For this exercise, output the line holding "locate the water" and all subsequent lines of the entries below, unchanged, up to and including the last.

Provided records:

"""

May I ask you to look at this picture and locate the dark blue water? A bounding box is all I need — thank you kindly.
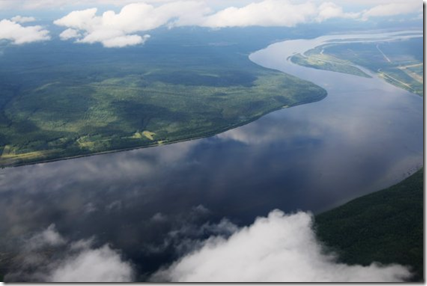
[0,31,423,278]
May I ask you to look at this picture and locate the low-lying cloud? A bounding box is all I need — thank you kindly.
[26,224,67,250]
[47,242,134,282]
[0,18,50,44]
[5,225,134,282]
[3,210,414,282]
[152,210,412,282]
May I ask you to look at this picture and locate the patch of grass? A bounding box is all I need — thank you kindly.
[142,131,156,141]
[132,131,156,141]
[315,168,424,282]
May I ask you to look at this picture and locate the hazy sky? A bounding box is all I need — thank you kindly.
[0,0,422,10]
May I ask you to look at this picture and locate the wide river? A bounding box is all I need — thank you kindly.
[0,31,423,278]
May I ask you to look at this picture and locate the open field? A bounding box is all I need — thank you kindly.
[0,40,326,167]
[291,38,423,96]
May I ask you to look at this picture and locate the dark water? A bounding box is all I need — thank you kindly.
[0,31,423,278]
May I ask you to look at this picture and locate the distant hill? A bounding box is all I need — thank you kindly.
[315,168,423,282]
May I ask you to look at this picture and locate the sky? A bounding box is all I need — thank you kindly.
[0,0,423,47]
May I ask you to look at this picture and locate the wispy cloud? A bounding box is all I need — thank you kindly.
[26,224,67,250]
[152,210,412,282]
[361,2,422,20]
[5,225,134,282]
[10,15,36,23]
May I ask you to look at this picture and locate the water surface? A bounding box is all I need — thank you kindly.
[0,31,423,277]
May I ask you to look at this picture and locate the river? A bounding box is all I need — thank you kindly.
[0,31,423,278]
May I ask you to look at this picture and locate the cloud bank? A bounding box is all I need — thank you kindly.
[152,210,412,282]
[0,18,50,44]
[197,0,360,28]
[198,0,317,28]
[52,0,422,48]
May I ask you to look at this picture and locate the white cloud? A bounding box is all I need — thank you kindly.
[51,0,423,48]
[0,0,423,22]
[53,2,207,47]
[52,0,355,48]
[55,8,98,30]
[152,210,412,282]
[102,34,150,47]
[11,15,36,23]
[316,2,360,22]
[0,19,50,44]
[59,28,81,40]
[75,29,150,48]
[5,225,134,282]
[198,0,318,28]
[26,224,67,250]
[48,243,134,282]
[361,2,422,20]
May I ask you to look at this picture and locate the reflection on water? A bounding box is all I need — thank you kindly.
[0,31,423,279]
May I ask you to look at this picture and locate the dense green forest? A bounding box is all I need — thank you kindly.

"""

Output of the exercise:
May I ask you to look at this picture and locate the water surface? A bounding box is all I need — thank you kindly.
[0,31,423,277]
May I ask you to look at this picture and locate the river? A bounding box is all I need — thank you kindly.
[0,31,423,278]
May I ask you to look at this picture and locate the cloud bank? A bounding box is all I need — thank you kindly.
[152,210,412,282]
[0,18,50,44]
[197,0,360,28]
[198,0,317,28]
[52,0,422,48]
May I ask you to look at this picture and locate the white cloud? A bounding box is all I need — thank you kindly.
[51,0,423,48]
[0,0,423,22]
[53,2,207,47]
[52,0,355,48]
[55,8,98,30]
[152,210,412,282]
[102,34,150,47]
[11,15,36,23]
[316,2,360,22]
[0,19,50,44]
[59,28,81,40]
[75,29,150,48]
[5,225,134,282]
[198,0,318,28]
[26,224,67,250]
[48,243,134,282]
[361,2,422,20]
May I ask you to look at this picture and locate the reflection on water? A bounding box is all I need — thank you kindly.
[0,31,423,279]
May I ask you to look at this picture and locate the dense green forest? A bounding box is all I need — thank you kindly.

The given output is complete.